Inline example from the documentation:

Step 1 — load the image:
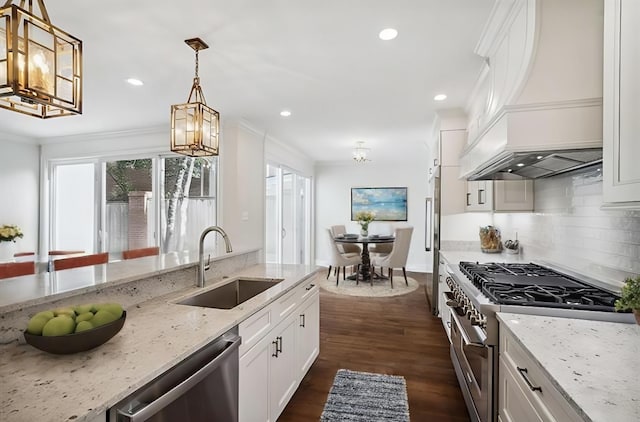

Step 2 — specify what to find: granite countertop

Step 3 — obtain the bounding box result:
[0,264,316,422]
[0,250,260,314]
[497,313,640,422]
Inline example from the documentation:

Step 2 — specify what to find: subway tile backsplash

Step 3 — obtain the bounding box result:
[493,167,640,287]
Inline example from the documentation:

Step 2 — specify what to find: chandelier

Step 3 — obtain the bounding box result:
[171,38,220,157]
[353,142,371,163]
[0,0,82,119]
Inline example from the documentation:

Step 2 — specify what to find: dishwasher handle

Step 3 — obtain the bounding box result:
[118,335,241,422]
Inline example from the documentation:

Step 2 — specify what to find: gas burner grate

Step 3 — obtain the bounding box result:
[460,261,619,312]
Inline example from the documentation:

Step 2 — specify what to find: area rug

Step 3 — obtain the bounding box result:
[320,369,409,422]
[320,270,419,297]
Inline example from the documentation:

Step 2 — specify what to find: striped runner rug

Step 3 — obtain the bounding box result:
[320,369,409,422]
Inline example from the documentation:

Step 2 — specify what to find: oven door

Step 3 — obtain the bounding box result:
[449,306,494,422]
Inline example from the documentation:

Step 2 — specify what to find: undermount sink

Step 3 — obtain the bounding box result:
[177,278,283,309]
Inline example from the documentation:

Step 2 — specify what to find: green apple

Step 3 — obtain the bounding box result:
[42,314,76,336]
[76,311,93,324]
[76,320,93,333]
[91,309,119,327]
[27,314,53,336]
[33,311,55,320]
[74,303,93,315]
[53,307,76,318]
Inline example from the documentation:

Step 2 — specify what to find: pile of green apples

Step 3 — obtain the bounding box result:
[27,303,123,336]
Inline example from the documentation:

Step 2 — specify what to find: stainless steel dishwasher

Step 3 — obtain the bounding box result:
[108,328,240,422]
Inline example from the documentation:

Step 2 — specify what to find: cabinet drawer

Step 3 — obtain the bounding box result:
[500,327,583,422]
[238,306,274,356]
[297,275,319,303]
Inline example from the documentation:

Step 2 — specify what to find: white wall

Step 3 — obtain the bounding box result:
[220,123,265,254]
[0,133,40,252]
[315,160,431,271]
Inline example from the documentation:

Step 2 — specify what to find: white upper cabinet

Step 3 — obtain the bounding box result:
[460,0,604,178]
[603,0,640,209]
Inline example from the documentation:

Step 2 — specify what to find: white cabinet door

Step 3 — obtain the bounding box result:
[602,0,640,208]
[269,314,298,421]
[493,180,533,211]
[238,336,275,422]
[296,290,320,379]
[498,361,549,422]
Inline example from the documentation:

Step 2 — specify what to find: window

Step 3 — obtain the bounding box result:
[49,155,218,258]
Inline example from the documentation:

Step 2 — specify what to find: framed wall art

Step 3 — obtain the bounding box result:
[351,187,407,221]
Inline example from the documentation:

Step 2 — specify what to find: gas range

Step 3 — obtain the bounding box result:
[441,261,635,422]
[460,261,620,312]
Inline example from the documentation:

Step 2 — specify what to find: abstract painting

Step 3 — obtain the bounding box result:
[351,188,407,221]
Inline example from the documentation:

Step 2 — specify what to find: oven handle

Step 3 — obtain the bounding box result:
[447,305,487,349]
[516,366,542,393]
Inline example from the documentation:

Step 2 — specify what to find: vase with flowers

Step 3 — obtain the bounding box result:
[355,211,376,237]
[0,224,23,262]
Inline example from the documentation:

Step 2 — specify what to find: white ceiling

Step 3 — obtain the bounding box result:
[0,0,494,161]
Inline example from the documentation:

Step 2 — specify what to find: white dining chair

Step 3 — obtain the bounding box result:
[327,229,362,286]
[331,224,362,254]
[371,227,413,288]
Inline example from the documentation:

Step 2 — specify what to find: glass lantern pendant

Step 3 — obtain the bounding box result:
[0,0,82,119]
[171,38,220,157]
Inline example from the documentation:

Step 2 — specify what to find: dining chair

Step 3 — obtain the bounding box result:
[53,252,109,271]
[0,261,36,278]
[331,224,362,254]
[371,227,413,288]
[122,246,160,259]
[327,229,362,286]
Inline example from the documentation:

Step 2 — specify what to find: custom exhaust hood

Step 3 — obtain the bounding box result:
[460,0,603,180]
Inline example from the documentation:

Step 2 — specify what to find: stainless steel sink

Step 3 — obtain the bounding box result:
[178,278,283,309]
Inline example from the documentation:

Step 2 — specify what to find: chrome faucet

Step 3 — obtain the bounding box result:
[196,226,233,287]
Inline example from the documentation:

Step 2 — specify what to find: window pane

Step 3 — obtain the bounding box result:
[160,157,219,252]
[105,158,155,253]
[54,163,96,253]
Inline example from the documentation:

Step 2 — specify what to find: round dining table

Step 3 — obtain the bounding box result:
[333,235,396,284]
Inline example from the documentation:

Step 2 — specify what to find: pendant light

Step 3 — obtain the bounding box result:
[0,0,82,119]
[353,142,371,163]
[171,38,220,157]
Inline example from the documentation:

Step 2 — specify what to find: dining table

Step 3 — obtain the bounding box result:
[333,234,396,282]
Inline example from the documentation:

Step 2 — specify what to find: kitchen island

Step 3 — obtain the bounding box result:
[497,313,640,422]
[0,264,316,422]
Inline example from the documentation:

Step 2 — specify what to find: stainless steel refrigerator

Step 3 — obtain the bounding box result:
[425,129,467,315]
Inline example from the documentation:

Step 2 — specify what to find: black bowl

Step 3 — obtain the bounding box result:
[24,311,127,355]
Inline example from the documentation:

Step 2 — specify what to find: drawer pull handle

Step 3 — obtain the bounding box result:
[516,366,542,393]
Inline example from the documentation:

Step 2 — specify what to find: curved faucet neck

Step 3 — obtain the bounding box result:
[196,226,233,287]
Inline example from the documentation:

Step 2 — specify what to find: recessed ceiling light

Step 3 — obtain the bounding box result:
[127,78,144,86]
[378,28,398,41]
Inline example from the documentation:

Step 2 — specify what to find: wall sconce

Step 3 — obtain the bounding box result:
[171,38,220,157]
[353,142,371,163]
[0,0,82,119]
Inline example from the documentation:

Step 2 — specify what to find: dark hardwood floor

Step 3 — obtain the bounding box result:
[278,273,469,422]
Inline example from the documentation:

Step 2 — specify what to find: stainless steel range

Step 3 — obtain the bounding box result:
[443,261,634,422]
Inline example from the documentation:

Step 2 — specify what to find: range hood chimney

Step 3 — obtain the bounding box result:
[460,0,603,180]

────────────────────

*The request*: How many of the lines above contain the string "dining", matching case exactly? Give only the number.

*Result of this exercise*: 4